▸ **AIM OF THE EXERCISE**
How many lines of the records below contain the string "phrase"? Reply with the number alone, and count only matches with the same capitalization.

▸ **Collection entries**

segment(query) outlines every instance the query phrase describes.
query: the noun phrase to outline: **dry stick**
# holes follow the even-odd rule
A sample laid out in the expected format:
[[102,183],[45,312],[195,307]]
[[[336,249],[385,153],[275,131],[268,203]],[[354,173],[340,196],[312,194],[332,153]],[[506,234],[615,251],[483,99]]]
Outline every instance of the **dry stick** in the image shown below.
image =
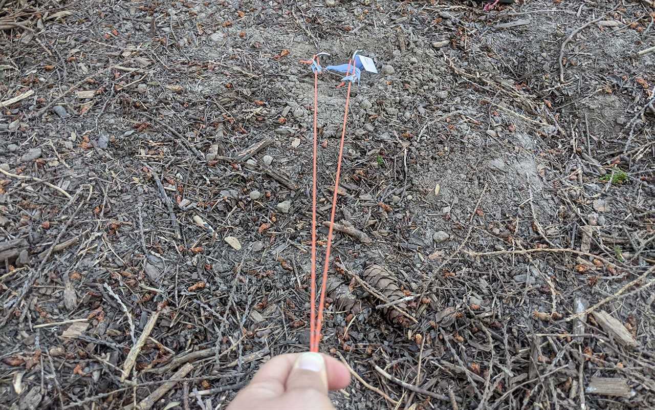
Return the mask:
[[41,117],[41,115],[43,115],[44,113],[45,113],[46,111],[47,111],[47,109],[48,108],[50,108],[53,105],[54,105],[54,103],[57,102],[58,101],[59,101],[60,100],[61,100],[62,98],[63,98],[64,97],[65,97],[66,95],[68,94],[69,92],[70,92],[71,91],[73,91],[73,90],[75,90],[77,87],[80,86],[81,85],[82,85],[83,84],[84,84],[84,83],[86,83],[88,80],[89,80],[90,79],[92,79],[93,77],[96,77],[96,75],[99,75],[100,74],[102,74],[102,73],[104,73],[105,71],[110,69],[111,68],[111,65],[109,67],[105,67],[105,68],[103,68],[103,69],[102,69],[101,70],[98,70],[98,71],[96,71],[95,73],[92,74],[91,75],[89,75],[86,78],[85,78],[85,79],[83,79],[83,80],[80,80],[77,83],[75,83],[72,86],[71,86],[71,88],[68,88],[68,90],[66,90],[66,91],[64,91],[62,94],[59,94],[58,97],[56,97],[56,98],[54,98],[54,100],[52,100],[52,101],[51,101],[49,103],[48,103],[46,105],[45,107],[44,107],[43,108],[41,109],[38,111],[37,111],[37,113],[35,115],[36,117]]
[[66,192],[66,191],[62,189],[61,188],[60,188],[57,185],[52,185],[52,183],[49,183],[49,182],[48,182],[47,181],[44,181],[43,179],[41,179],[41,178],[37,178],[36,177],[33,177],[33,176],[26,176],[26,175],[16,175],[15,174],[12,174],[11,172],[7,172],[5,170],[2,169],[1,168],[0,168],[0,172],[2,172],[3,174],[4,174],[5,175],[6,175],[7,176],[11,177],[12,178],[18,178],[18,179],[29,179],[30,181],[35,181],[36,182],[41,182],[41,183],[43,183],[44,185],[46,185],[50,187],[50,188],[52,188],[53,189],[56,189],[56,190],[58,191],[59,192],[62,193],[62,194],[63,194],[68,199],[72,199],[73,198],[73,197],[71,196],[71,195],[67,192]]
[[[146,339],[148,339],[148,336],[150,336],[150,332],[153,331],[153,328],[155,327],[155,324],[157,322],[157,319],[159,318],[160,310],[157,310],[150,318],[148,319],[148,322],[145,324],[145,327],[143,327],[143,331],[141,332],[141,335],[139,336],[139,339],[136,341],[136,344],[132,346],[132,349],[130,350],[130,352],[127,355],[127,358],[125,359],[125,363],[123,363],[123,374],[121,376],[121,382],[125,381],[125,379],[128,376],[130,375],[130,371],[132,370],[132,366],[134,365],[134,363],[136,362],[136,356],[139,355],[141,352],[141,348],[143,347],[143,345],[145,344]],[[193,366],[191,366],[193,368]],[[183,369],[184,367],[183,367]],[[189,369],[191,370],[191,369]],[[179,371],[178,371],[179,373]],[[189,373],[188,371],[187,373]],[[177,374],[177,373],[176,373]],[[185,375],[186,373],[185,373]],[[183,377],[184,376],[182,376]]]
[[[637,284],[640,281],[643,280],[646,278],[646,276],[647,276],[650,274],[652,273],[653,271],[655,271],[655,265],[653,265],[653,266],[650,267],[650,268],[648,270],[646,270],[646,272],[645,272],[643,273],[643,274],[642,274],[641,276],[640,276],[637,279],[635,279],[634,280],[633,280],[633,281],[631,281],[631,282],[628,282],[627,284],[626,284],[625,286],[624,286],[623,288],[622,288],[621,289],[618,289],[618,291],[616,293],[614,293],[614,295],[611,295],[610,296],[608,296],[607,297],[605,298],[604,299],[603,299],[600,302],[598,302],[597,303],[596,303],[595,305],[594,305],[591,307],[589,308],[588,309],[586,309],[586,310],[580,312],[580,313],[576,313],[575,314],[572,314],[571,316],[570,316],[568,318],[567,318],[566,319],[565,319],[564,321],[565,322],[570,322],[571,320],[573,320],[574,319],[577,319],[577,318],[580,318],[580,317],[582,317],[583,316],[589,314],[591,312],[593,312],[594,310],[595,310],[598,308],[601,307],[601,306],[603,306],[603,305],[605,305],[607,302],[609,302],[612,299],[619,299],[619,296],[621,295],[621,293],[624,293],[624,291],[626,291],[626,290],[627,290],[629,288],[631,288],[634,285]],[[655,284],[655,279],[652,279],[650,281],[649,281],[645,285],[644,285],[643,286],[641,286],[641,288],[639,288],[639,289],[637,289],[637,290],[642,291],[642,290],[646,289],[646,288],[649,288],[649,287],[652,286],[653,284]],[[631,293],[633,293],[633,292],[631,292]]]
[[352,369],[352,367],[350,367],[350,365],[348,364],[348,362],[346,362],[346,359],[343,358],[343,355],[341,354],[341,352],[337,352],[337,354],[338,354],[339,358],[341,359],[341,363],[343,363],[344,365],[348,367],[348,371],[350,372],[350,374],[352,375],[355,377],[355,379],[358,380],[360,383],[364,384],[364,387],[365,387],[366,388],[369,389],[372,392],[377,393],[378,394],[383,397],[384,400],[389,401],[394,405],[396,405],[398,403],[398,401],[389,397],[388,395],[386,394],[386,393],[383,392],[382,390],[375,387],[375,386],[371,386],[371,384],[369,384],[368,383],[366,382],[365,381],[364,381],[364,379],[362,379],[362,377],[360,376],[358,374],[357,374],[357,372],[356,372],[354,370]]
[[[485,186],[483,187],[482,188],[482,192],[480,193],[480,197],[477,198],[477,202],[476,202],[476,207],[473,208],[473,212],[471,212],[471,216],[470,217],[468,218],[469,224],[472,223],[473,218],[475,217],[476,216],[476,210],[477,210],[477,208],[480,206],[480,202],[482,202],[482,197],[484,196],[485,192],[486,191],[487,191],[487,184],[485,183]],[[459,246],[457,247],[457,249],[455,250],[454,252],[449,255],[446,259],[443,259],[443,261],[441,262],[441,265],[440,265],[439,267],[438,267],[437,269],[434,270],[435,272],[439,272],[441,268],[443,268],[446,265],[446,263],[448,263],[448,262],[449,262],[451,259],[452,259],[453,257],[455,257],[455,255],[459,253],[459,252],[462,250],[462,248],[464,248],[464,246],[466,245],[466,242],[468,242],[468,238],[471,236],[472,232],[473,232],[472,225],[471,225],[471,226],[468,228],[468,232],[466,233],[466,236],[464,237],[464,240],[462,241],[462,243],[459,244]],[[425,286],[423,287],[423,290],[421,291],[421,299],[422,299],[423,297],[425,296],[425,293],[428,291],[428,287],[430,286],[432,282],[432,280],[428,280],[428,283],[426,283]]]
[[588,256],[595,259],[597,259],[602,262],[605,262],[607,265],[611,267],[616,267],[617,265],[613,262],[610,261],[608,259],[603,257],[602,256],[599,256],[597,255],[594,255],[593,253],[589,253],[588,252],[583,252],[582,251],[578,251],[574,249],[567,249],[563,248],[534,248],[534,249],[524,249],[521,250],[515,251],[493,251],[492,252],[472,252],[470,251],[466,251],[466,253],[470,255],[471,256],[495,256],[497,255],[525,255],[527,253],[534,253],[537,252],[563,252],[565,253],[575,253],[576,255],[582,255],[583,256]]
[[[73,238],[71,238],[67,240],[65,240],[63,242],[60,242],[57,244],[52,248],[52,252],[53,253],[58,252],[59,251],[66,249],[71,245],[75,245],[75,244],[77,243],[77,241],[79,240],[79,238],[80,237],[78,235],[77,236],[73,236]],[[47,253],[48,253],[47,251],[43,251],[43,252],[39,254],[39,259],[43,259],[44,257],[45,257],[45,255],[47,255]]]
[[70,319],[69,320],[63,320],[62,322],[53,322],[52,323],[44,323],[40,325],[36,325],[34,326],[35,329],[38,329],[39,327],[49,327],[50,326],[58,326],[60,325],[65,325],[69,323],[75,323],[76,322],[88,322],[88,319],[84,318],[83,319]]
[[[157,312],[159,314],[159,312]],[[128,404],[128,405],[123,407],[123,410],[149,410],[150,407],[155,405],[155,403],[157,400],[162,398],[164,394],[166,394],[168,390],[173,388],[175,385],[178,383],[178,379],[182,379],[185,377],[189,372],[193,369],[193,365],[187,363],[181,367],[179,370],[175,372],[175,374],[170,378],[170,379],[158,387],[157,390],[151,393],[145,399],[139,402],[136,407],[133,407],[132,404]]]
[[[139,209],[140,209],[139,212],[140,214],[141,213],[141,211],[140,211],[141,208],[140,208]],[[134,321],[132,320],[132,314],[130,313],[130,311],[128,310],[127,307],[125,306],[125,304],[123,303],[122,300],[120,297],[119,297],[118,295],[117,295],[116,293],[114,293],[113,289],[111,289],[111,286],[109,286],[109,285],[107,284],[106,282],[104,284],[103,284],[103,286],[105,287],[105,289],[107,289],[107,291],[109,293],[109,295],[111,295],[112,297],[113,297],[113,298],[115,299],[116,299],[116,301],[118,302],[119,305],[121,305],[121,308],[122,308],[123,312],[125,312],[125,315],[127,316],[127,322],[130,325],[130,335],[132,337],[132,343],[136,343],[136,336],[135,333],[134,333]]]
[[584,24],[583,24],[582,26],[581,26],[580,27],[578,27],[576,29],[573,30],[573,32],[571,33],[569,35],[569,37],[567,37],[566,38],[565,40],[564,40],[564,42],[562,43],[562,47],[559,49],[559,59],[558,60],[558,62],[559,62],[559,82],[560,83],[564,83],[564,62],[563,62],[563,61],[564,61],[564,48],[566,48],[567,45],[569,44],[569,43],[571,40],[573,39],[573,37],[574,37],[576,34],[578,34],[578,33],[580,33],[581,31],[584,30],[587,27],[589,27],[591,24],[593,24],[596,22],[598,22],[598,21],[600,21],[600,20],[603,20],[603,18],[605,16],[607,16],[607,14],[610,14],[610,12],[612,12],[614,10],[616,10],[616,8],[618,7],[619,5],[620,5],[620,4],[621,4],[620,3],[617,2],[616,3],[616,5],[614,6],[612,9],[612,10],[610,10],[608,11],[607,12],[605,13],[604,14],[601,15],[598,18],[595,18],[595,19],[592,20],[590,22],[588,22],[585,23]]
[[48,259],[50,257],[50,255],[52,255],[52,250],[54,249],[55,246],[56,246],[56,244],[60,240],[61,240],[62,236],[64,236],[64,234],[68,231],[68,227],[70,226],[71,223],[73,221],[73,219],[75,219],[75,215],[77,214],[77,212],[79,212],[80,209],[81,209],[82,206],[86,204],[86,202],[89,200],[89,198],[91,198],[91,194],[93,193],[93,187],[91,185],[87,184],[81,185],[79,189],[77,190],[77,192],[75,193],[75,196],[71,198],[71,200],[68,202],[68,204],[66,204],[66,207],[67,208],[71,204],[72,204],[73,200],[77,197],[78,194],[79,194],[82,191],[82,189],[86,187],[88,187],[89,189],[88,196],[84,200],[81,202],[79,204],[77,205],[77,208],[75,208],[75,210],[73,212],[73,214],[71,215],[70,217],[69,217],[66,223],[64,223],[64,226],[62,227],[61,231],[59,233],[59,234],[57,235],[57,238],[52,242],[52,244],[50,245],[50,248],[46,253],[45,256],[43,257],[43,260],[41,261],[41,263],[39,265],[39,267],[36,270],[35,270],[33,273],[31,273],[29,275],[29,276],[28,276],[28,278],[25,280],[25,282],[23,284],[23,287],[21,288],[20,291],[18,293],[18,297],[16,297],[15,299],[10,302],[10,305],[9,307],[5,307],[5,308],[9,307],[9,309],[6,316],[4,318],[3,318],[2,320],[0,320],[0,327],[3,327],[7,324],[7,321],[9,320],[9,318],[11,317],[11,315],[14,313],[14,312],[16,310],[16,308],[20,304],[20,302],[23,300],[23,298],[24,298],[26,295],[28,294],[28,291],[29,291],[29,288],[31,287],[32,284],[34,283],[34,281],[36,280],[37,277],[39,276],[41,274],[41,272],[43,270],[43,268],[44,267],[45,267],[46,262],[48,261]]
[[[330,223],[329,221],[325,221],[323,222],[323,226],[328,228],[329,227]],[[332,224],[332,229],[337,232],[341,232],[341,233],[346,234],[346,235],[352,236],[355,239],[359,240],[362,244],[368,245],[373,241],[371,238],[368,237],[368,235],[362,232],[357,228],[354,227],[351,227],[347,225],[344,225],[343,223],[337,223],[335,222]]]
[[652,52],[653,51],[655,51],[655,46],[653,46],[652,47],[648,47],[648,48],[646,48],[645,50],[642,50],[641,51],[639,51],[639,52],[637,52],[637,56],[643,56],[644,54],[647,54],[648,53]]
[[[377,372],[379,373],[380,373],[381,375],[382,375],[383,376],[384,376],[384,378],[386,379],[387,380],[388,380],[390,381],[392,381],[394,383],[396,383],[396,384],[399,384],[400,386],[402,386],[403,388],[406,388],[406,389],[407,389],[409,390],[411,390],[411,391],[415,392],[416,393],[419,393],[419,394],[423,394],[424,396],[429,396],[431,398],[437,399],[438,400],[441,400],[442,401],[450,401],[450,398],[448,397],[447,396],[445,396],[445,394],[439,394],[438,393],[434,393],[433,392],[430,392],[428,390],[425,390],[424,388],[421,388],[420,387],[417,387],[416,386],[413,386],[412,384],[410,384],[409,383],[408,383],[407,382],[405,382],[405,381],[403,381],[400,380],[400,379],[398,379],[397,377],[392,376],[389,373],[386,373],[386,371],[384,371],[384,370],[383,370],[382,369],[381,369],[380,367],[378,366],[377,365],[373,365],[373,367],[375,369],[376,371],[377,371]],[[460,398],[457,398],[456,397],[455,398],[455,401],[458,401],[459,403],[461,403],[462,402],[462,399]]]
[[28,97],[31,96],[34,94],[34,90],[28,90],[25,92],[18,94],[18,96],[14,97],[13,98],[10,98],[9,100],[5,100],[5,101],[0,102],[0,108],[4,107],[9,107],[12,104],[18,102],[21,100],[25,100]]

▸ **REPLY TO THE TASK**
2